>> BEGIN Given data

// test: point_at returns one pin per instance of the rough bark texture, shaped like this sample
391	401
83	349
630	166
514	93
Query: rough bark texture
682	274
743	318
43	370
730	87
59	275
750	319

>> END Given data

■ **Aim of the task**: Rescale the entries above by copying every line, requests included, and multiplying each answer coordinate by 1.1, rounding to whole numbers with halves going up. Leave all numbers in the requests and their format samples unchanged.

■ **Solution for this problem**:
// test: point_at returns one pin per instance of the rough bark texture, shaped like this sample
391	401
83	349
630	166
514	93
Query: rough bark texture
750	301
817	350
47	407
803	96
65	303
825	351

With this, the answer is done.